What the task requires - How many lines in the entries below contain the word "blue"? Matching is case-sensitive, and the reply should be the number alone.

Entries supplied -
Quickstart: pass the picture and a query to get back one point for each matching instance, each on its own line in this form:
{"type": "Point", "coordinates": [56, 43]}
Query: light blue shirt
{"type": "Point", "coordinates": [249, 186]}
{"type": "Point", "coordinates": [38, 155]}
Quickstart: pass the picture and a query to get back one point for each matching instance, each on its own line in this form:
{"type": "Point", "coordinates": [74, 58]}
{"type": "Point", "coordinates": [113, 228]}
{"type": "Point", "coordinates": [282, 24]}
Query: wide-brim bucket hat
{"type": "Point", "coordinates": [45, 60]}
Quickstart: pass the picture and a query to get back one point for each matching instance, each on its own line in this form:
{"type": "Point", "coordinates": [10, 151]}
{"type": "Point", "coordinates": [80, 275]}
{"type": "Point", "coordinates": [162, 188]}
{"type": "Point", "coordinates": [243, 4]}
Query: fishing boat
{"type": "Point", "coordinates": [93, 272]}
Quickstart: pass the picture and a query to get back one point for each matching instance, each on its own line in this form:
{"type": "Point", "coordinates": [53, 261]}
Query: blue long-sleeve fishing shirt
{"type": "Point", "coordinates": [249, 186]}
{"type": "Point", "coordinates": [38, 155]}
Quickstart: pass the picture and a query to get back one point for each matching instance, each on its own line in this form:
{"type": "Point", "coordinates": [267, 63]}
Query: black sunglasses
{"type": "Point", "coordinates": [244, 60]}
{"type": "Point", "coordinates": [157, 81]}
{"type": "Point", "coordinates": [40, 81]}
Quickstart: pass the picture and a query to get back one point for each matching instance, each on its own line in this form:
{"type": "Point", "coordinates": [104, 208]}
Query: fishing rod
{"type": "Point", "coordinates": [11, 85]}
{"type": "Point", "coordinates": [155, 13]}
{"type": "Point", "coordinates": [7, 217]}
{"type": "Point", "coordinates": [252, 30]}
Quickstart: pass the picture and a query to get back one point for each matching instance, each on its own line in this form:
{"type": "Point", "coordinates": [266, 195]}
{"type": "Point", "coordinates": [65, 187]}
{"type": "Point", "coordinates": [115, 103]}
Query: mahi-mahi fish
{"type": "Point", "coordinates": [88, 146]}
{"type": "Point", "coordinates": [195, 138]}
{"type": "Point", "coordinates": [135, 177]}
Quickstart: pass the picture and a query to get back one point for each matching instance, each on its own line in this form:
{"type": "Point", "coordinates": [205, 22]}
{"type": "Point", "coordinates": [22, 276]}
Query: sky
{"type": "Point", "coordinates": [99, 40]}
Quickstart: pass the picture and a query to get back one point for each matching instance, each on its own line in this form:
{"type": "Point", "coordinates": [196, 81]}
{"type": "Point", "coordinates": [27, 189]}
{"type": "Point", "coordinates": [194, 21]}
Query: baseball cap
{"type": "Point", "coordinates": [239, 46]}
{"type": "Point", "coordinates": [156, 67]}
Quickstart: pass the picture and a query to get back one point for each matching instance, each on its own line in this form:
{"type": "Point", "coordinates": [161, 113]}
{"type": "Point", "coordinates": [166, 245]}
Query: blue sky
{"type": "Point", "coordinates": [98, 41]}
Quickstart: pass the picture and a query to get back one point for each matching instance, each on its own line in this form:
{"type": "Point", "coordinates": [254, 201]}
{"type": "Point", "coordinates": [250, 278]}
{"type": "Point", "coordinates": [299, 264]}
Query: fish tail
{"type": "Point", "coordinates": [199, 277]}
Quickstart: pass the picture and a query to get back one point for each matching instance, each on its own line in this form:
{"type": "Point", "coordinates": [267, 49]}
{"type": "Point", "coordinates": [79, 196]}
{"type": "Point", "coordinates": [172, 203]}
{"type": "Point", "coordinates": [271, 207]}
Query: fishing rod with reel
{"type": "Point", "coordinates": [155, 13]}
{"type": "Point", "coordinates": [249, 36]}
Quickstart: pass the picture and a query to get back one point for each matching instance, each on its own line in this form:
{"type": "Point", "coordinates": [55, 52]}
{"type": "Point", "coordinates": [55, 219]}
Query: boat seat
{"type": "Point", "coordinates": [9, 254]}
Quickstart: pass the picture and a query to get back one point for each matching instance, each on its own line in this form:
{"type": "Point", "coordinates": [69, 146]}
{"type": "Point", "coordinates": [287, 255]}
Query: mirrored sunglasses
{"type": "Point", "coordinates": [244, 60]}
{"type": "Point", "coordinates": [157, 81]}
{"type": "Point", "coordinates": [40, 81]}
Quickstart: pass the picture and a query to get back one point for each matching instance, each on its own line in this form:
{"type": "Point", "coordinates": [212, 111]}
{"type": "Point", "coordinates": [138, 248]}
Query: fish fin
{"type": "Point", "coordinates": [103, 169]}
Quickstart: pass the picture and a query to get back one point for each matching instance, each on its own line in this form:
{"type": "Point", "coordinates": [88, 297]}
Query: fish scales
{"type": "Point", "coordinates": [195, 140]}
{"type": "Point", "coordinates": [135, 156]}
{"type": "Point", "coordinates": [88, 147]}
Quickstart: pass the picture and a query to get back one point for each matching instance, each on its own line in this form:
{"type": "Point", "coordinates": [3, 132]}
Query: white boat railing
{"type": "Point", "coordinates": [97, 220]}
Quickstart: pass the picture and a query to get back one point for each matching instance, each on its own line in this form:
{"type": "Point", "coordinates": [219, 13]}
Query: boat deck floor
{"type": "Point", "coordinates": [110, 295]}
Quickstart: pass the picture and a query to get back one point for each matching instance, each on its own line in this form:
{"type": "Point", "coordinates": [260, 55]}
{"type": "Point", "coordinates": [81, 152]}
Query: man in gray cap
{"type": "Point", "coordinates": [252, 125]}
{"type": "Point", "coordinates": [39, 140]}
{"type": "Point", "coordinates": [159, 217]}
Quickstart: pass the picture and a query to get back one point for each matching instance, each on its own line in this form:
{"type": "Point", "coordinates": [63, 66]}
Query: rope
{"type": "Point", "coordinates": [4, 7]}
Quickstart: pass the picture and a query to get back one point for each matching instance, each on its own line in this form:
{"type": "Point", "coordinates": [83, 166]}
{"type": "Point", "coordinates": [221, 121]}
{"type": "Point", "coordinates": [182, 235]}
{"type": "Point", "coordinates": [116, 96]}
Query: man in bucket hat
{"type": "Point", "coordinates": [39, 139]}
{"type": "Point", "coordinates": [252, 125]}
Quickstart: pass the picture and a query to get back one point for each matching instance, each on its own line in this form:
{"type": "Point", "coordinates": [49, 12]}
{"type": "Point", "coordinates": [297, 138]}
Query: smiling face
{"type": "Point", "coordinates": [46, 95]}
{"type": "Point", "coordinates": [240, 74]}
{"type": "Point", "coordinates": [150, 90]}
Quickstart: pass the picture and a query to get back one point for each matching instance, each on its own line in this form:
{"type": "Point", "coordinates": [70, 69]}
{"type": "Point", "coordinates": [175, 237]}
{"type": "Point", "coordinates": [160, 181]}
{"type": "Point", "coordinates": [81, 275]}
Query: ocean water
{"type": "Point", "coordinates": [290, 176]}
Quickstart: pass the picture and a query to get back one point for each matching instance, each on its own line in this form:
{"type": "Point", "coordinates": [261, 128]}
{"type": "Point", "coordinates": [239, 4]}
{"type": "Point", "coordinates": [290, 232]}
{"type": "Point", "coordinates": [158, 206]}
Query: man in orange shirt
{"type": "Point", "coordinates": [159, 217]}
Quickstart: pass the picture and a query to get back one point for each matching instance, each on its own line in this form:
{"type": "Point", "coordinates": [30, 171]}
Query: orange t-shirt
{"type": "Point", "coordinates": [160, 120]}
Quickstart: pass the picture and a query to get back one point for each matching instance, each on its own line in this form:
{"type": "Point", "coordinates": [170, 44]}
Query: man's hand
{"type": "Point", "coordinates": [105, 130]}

Finished answer - 3